BRUSH PRAIRIE — Ashley Eggleston was never shy to call her three children her angels, but a recent scare brought three new angels into her world.
Eggleston, 33, was at home on Oct. 6 with her three kids: Owen Meyer, 13, Nora Meyer, 10, and Evan Meyer, 8. Nora was upstairs and the brothers were in the living room when they heard a loud crashing sound come from the kitchen.
“I heard a plate fall and break,” Evan said. “It startled me. I ran in and saw mommy on the floor.”
Eggleston’s heart had stopped. She collapsed, hitting her head on what she assumes was the floor, although she has no recollection of the event. She credits her fast-acting kids and three teenagers who happened to be driving by with saving her life. Those teenagers were Hockinson High School juniors Emilee Tikka, 16, and Eva Sarkinen, 16, and Prairie High School sophomore Kate Nylund, 15.
“It was so scary, but those kids needed help,” Eva said. “So we did what we could to help them.”
After six days in the hospital, Eggleston recently got to meet her new angels while she was at home recovering. She now has a defibrillator in her chest and is easing back into work while trying to piece together memories from her brush with death. Eggleston has had heart palpitations for years, and once fainted a few years back. Tests didn’t turn up anything then. When she was in the hospital, she was diagnosed with Long QT Syndrome, a heart rhythm condition.
The three high schoolers were driving from Emilee’s house and were passing by Eggleston’s when her kids ran out to them.

§ RECORDS PROVIDED
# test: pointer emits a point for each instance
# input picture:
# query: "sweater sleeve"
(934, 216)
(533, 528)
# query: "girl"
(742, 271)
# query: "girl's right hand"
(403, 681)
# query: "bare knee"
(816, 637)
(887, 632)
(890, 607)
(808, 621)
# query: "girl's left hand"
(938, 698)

--

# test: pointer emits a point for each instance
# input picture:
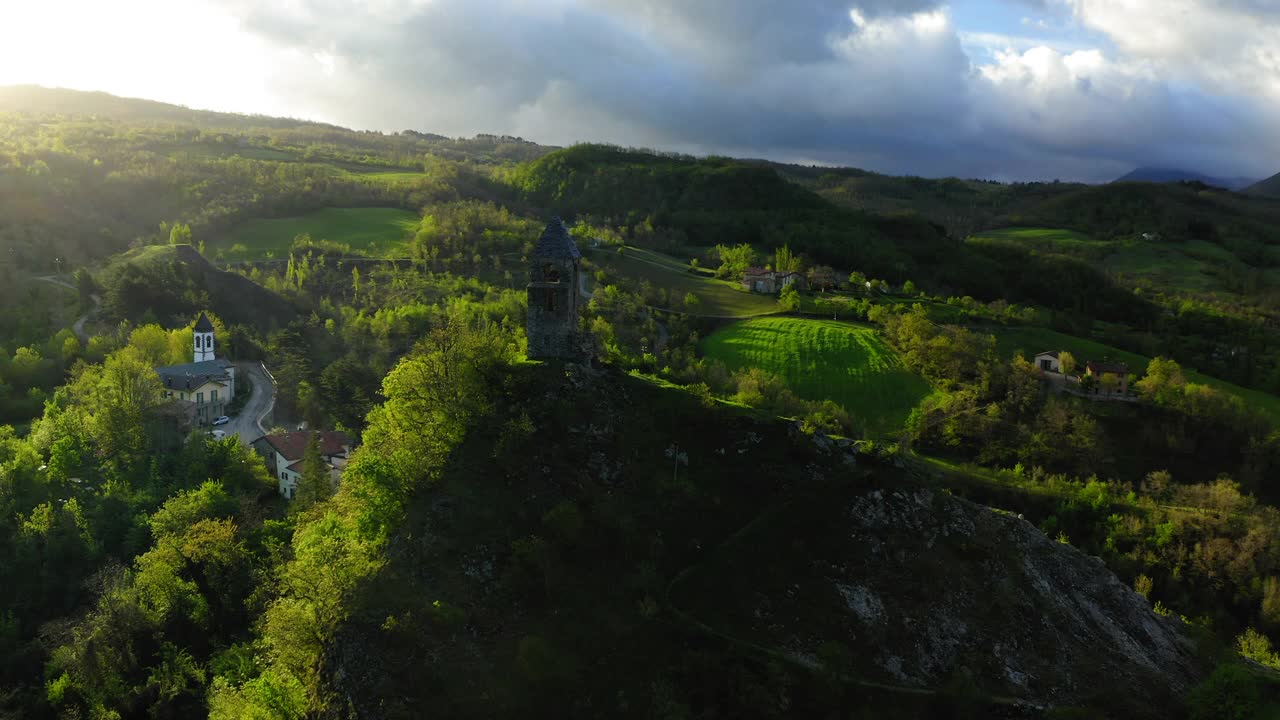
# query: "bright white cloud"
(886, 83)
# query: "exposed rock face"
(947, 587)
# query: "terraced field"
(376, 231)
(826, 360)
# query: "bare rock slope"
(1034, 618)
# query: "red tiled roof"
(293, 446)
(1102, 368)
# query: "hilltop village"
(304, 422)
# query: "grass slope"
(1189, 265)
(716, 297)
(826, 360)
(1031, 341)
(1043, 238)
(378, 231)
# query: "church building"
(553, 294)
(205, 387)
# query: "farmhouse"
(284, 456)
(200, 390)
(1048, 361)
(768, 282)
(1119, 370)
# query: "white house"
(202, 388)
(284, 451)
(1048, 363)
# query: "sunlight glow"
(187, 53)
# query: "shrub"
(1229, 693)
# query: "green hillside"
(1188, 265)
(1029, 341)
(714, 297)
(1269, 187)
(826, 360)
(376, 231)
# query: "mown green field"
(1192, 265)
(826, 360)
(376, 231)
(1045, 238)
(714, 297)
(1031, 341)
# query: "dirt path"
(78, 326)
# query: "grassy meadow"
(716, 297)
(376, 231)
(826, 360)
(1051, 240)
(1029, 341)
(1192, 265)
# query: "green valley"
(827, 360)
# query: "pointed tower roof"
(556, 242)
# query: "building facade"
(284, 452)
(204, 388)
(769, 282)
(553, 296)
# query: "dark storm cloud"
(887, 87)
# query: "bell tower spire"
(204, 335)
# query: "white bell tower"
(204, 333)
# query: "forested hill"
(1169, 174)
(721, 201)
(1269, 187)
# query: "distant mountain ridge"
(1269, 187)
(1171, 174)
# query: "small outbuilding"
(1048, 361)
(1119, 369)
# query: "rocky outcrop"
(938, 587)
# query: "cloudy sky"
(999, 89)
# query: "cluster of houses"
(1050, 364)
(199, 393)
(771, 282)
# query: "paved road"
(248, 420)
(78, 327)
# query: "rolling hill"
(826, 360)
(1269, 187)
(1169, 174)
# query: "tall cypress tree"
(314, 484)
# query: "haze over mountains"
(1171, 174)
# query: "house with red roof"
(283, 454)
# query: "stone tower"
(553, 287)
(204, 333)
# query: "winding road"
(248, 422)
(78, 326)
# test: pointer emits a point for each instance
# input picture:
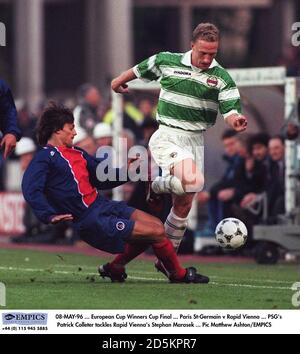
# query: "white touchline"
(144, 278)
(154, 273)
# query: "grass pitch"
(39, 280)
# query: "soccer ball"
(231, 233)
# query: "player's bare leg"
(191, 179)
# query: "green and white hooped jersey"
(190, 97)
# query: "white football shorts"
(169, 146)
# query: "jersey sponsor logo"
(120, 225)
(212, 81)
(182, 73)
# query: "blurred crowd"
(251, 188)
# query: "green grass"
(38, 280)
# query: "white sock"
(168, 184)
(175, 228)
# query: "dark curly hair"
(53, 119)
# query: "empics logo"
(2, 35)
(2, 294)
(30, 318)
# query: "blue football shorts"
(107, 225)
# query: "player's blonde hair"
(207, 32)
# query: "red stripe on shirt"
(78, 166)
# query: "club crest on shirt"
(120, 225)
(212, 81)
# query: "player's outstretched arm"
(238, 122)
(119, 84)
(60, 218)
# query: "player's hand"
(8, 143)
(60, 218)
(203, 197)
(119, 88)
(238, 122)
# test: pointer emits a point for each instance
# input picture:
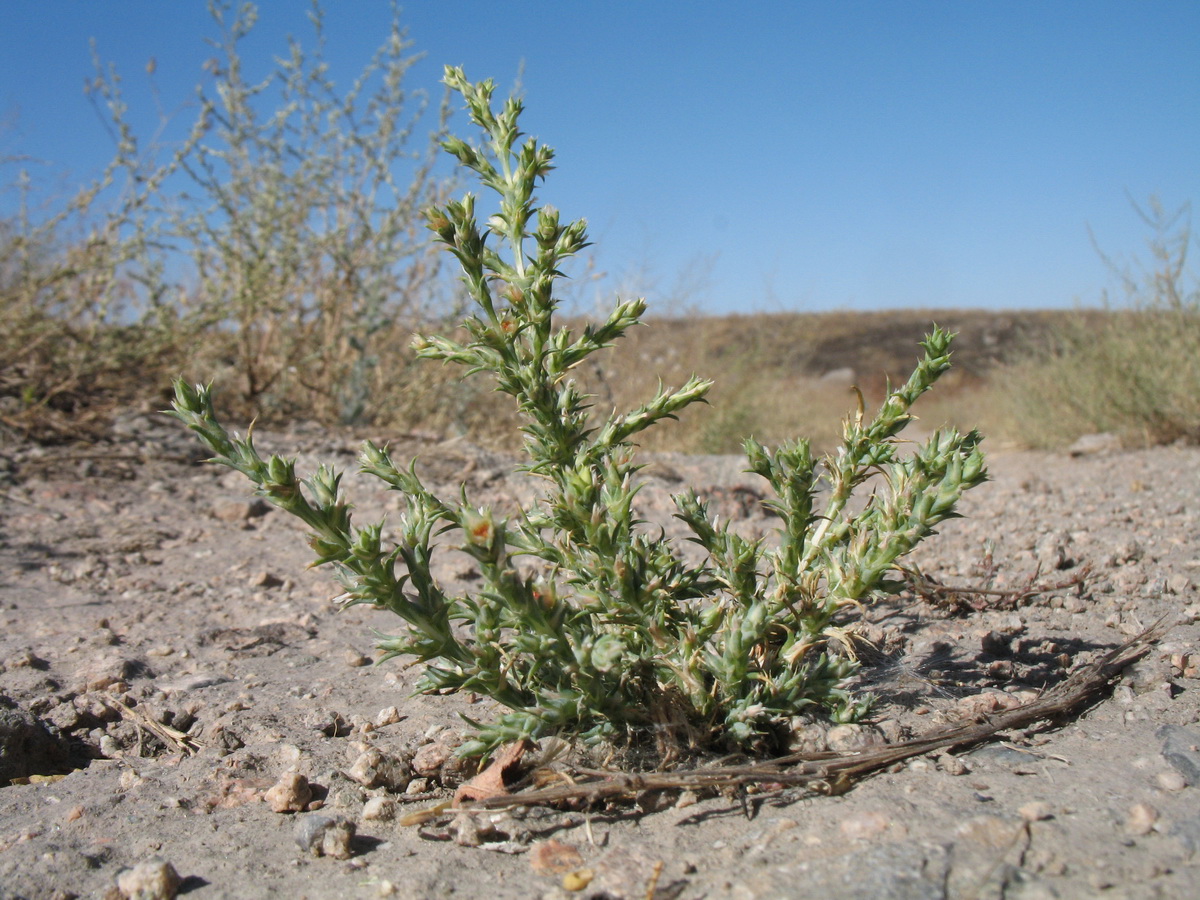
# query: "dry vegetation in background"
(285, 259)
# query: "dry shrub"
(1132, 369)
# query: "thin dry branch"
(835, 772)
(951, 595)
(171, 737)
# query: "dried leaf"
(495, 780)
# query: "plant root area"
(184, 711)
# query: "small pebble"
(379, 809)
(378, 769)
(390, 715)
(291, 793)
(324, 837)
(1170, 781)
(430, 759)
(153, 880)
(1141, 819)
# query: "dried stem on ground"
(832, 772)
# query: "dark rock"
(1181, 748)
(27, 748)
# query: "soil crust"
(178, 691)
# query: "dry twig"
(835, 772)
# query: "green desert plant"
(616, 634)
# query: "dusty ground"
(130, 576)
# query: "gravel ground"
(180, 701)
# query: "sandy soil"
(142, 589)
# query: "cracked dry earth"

==

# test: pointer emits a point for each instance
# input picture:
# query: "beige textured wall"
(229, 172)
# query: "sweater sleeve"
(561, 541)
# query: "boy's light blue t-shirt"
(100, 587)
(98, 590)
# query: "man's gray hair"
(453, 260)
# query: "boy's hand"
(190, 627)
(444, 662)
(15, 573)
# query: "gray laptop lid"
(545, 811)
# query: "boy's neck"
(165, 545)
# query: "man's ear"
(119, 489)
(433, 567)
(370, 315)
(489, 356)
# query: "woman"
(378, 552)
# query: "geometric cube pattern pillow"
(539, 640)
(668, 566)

§ AIM OF THE TASK
List every person named in the article above about Ashley Eggleston's collapse, with the age it gives for each.

§ RESULT FOR THIS EXERCISE
- Ashley Eggleston, 33
- Owen Meyer, 13
- Nora Meyer, 10
- Evan Meyer, 8
- Emilee Tikka, 16
- Eva Sarkinen, 16
- Kate Nylund, 15